━━━━━ DATA TO USE
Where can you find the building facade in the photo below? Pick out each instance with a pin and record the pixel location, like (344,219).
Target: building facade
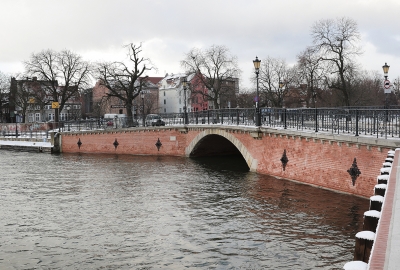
(29,102)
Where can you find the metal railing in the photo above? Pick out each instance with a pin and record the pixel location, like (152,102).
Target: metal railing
(376,122)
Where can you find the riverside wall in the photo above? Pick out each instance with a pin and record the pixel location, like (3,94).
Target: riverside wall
(318,159)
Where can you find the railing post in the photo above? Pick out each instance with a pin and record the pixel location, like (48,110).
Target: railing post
(356,122)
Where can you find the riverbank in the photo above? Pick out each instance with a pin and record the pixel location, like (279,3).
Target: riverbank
(25,145)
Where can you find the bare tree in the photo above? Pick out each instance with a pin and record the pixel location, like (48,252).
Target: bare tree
(125,81)
(274,80)
(245,98)
(214,67)
(66,73)
(337,43)
(311,73)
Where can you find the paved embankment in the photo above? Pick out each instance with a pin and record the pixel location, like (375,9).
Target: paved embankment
(39,146)
(386,250)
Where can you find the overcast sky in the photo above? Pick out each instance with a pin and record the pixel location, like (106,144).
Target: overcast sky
(97,29)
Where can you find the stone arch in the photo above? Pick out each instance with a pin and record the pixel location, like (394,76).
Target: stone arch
(251,162)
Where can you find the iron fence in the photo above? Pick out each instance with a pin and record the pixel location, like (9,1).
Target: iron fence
(370,121)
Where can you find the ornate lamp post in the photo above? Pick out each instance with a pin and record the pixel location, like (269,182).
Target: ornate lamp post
(185,116)
(142,96)
(257,63)
(386,83)
(386,86)
(16,125)
(68,108)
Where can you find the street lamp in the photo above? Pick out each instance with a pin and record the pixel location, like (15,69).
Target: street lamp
(68,108)
(185,117)
(142,96)
(386,86)
(257,63)
(16,125)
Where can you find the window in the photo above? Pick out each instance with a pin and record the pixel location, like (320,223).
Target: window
(30,117)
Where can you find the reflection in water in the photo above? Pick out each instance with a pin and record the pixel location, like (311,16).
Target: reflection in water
(141,212)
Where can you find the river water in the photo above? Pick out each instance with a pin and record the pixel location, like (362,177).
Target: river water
(138,212)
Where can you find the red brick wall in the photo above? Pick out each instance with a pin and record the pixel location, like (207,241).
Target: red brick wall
(315,162)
━━━━━━━━━━
-- WORK INSTRUCTIONS --
From the records above, give again exactly the lines running from the line with "Target: overcast sky" to the line with "Where can you find the ornate", inclusive.

-- TASK RESPONSE --
Target: overcast sky
(97,29)
Where can you find the stone arch in the photo above? Pick out each instance with a pin and record the pixel location, like (394,76).
Target: stone arch
(251,162)
Where can you find the iron fence in the photo above? Pick out each instance with a pin and record the pixel location, like (9,1).
Target: iron fence
(370,121)
Where can you find the ornate lamp post in the photo above? Pick out each instance with a pin and record the pixel location, like (269,182).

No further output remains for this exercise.